● Task requirements: Return every record exactly as written.

***** Entries supplied

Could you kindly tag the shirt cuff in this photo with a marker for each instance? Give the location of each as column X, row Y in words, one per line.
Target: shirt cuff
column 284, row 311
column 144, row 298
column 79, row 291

**********

● Response to the exercise:
Could you kindly tag the shirt cuff in this photo with a marker for each instance? Give the location of each as column X, row Y in words, one per line.
Target: shirt cuff
column 284, row 311
column 144, row 298
column 79, row 291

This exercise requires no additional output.